**Directions**
Output, without alteration, the first line of the entries and each line after it, stopping with the line that contains "Question. Spot each instance of the hotel window".

Extracted data entries:
-- Opening Marker --
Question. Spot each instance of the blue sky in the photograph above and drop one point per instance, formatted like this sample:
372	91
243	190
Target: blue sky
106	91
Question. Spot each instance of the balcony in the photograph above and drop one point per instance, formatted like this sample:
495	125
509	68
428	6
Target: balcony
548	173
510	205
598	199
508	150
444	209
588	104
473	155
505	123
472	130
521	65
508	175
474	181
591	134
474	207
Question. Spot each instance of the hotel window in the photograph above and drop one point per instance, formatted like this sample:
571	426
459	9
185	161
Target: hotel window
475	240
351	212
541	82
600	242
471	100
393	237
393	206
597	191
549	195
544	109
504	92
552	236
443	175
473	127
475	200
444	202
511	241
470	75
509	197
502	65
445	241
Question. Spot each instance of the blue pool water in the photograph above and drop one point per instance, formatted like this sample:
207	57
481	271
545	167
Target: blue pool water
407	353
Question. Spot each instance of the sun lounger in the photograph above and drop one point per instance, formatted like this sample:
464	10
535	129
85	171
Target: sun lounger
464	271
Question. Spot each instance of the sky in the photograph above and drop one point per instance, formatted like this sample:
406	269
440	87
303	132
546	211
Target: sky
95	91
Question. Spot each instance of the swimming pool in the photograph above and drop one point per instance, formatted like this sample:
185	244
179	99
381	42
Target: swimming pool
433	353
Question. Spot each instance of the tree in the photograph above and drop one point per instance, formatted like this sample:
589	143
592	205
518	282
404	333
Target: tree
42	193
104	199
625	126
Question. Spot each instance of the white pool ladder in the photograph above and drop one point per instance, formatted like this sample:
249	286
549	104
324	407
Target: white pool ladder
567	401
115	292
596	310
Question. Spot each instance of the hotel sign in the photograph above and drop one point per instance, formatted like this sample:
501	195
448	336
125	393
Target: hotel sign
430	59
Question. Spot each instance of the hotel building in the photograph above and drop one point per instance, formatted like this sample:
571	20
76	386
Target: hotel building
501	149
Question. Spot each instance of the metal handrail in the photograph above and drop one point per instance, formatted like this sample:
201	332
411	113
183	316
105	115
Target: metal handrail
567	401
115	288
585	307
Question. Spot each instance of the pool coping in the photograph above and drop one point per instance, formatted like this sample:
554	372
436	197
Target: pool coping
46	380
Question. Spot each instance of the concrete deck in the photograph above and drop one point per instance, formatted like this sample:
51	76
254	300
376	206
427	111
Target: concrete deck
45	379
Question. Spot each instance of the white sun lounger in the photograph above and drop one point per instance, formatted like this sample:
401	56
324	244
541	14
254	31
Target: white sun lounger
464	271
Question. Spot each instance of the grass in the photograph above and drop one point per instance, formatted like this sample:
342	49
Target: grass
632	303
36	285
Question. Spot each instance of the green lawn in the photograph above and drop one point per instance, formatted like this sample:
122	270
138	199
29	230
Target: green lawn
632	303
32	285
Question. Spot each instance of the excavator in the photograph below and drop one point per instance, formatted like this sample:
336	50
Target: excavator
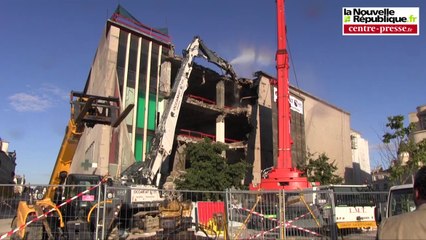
146	175
86	111
137	202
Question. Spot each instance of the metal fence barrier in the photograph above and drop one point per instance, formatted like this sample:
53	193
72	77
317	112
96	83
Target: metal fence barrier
107	212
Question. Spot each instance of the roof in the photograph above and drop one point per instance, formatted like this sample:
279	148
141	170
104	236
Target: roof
122	17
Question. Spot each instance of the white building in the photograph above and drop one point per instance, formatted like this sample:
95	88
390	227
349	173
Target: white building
360	158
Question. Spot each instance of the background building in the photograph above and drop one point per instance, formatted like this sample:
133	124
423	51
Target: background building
419	119
317	127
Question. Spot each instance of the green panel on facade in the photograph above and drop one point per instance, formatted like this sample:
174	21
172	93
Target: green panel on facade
152	111
139	144
138	147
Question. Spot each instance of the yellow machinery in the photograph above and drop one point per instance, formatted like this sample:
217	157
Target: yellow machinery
86	111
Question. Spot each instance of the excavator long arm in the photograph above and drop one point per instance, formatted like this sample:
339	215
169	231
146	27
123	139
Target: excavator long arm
145	172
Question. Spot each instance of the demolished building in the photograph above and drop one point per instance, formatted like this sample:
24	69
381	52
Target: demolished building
138	65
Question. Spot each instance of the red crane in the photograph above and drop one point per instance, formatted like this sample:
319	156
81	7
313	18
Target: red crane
283	175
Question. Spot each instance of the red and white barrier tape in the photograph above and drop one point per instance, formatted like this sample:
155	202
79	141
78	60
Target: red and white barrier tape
8	234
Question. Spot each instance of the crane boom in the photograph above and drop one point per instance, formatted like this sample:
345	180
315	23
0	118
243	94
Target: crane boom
283	175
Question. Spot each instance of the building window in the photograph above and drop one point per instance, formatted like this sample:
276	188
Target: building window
354	142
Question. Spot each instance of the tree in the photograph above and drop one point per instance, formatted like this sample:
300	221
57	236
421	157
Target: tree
320	170
208	170
399	145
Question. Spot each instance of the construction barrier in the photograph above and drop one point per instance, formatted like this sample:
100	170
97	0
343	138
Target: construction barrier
229	214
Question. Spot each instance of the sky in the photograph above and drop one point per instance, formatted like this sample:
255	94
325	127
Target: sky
47	48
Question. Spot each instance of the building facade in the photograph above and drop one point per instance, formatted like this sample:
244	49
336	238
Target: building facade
138	65
419	120
316	127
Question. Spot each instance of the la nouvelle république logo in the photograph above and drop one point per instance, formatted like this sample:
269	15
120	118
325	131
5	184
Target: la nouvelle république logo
384	21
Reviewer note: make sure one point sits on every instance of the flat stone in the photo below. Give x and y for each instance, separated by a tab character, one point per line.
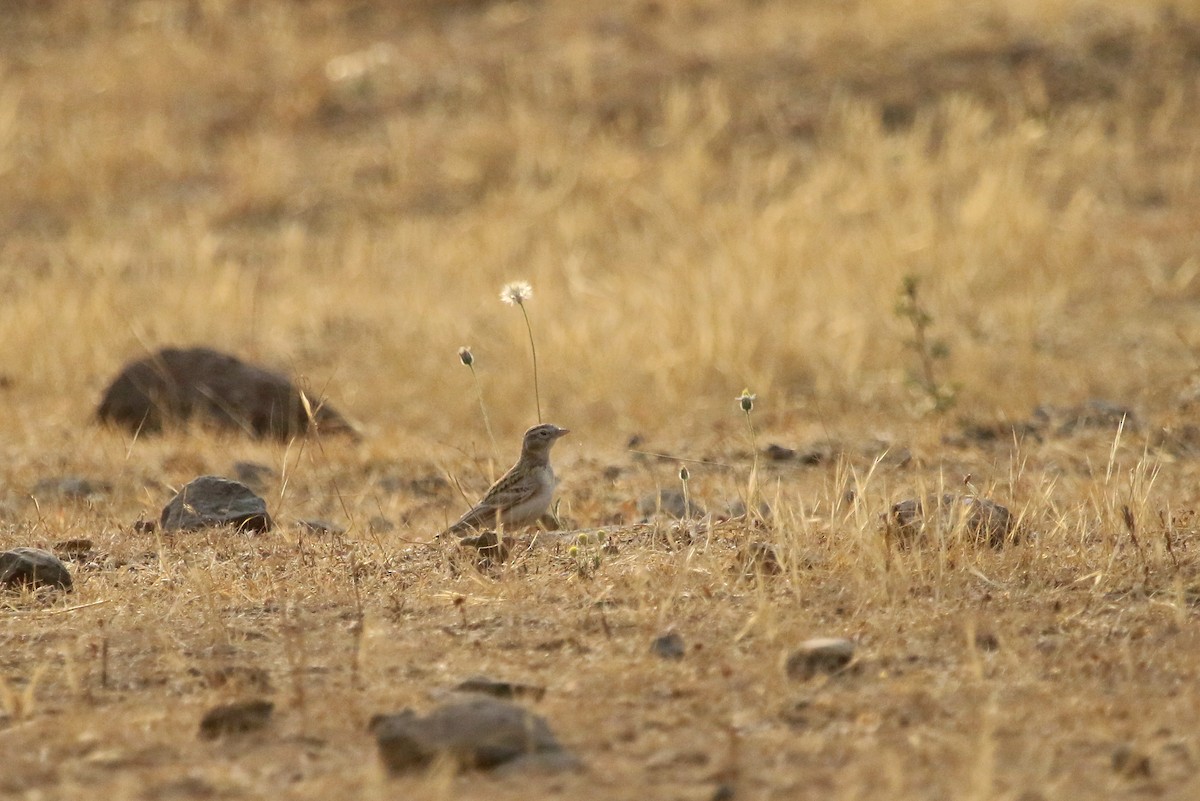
817	656
479	733
983	521
669	646
178	384
211	501
33	567
501	688
322	527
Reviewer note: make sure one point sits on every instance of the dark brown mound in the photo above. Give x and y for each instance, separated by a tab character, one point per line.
175	385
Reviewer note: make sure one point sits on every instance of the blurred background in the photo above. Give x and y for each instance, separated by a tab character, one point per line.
706	196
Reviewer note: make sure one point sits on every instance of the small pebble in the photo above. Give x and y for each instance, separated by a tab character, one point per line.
822	655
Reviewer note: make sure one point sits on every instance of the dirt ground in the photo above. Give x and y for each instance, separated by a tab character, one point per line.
705	197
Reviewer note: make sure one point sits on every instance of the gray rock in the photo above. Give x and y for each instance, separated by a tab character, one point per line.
33	567
175	385
211	501
983	521
669	646
235	718
252	474
479	733
822	655
670	503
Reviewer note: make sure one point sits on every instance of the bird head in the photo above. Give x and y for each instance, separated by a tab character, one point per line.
539	439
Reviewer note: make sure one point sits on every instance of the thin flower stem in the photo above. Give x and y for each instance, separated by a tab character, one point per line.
533	349
754	468
483	409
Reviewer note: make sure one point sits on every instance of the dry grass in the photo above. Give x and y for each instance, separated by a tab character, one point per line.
706	196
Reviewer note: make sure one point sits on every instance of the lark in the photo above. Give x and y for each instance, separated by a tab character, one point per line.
522	494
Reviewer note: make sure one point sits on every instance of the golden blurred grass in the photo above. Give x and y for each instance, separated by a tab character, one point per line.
706	197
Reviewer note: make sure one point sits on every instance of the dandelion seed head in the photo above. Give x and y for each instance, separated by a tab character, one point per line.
516	293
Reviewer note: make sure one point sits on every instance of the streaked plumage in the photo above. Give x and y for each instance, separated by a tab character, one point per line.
522	494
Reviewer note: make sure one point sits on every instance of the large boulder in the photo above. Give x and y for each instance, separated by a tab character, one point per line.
178	384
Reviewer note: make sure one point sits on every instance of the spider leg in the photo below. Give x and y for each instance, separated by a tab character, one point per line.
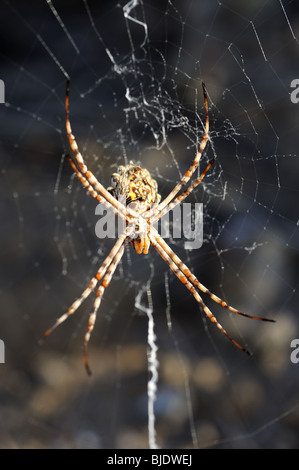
186	193
93	192
195	162
183	278
97	302
193	279
83	168
92	284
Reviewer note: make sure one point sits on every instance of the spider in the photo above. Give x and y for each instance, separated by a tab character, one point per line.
134	197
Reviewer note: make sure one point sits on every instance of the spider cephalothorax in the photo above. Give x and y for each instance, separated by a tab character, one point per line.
132	197
133	183
134	187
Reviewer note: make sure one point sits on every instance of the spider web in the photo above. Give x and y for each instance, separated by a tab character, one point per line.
136	69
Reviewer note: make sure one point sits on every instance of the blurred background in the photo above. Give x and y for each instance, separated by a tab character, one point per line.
136	70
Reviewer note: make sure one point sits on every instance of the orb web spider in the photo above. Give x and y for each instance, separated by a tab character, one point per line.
134	197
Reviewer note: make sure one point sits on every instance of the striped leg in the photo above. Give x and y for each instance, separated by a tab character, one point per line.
99	296
83	168
194	292
193	279
183	273
195	162
92	284
183	196
93	192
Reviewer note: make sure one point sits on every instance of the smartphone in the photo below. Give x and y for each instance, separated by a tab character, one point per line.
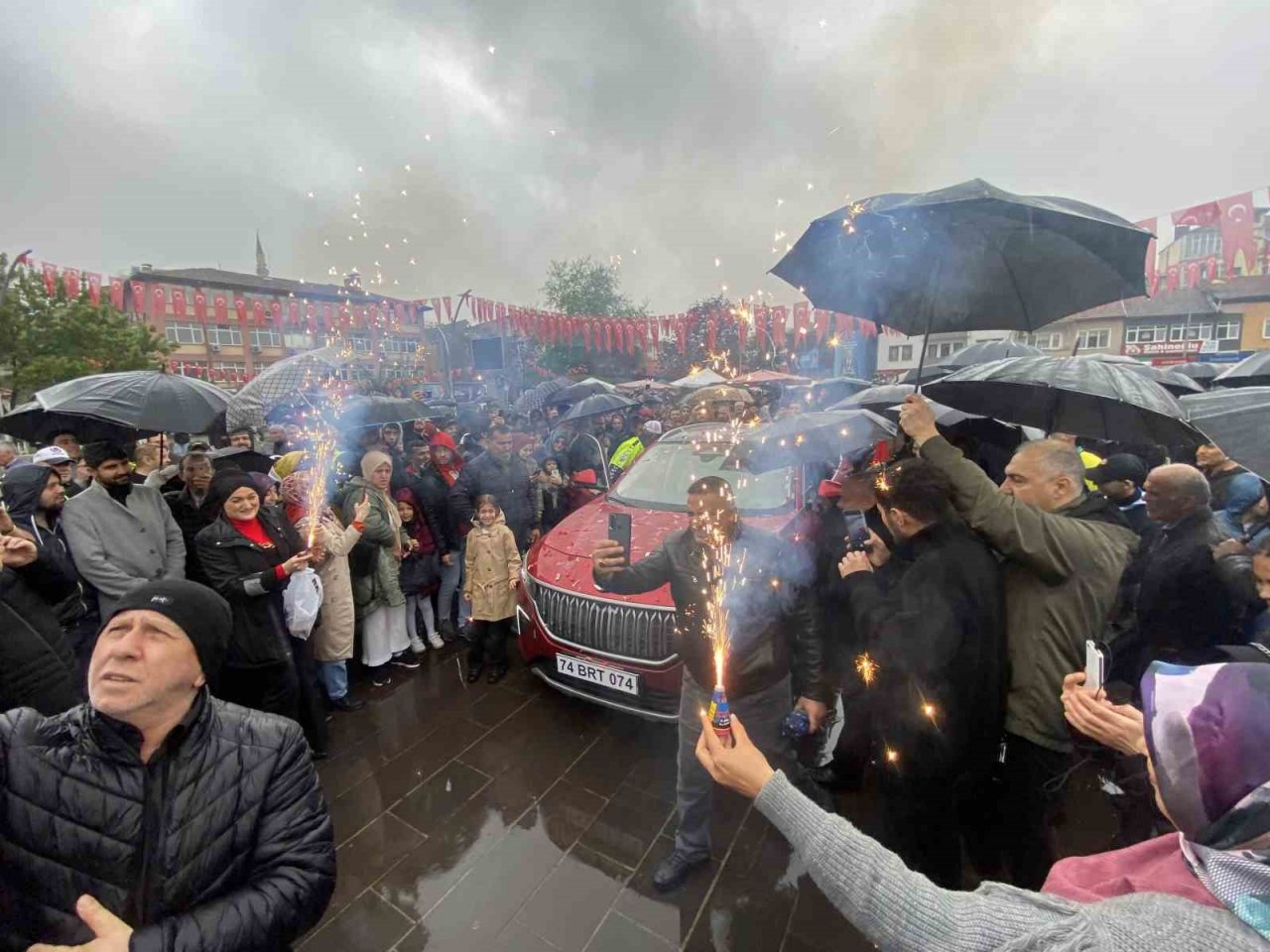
1095	667
620	532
-- Closing Marker --
**Answer space**
Question. Spot each instance of the blue sky in the photograph above and drop one point per instance, formatted like this sample:
372	91
243	190
Target: blue sky
106	91
Question. Spot each instance of the balcony in the photograph above and drop one point per instance, formatted like this sample:
495	125
509	68
428	6
Target: balcony
548	173
510	205
598	199
508	150
444	209
588	104
473	155
505	123
472	130
521	65
508	175
474	181
591	134
474	207
Question. Spot each instance of the hotel window in the photograph above and drop one point per instance, formatted like this sample:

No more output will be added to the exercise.